● EXERCISE TASK
Please copy out each of the following records line for line, keeping every word, number and mark unchanged.
BEGIN
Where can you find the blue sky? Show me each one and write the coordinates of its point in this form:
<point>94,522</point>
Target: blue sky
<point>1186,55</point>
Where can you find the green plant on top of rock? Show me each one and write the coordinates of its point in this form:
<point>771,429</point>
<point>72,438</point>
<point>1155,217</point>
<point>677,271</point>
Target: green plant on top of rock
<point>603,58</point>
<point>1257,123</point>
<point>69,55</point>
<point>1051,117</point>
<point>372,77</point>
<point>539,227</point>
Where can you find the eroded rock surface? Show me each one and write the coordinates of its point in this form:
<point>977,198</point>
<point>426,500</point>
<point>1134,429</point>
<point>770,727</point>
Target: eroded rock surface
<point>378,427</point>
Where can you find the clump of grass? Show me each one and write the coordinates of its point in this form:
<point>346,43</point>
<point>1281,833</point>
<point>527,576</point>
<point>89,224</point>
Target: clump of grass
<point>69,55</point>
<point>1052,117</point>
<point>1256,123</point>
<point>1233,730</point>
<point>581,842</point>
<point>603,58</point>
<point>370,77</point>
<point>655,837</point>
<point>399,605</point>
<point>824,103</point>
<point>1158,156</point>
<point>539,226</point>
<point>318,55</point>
END
● REPLY TO THE TASK
Where can you find the blue sky? Show me each one and write the coordinates of its point in this form:
<point>94,522</point>
Target: blue sky
<point>1186,55</point>
Where can you find the green plant on top of rock? Show me each one and write the coordinates of its point in this form:
<point>771,429</point>
<point>72,438</point>
<point>1155,217</point>
<point>677,271</point>
Target: green plant on top of rock
<point>603,58</point>
<point>1257,123</point>
<point>69,55</point>
<point>1051,117</point>
<point>372,77</point>
<point>539,227</point>
Where can you find the eroded rock surface? Show me each one and write the coordinates of its point in this form:
<point>977,198</point>
<point>426,500</point>
<point>1134,429</point>
<point>770,727</point>
Target: eroded rock surface
<point>378,427</point>
Where can you find the clump of grass? Show me each one and write the coordinates of its point in this form:
<point>346,43</point>
<point>1281,833</point>
<point>527,576</point>
<point>89,224</point>
Target: clump of grass
<point>69,55</point>
<point>1052,117</point>
<point>1256,123</point>
<point>1233,730</point>
<point>581,842</point>
<point>603,58</point>
<point>370,77</point>
<point>655,837</point>
<point>399,605</point>
<point>824,103</point>
<point>1158,156</point>
<point>539,226</point>
<point>318,55</point>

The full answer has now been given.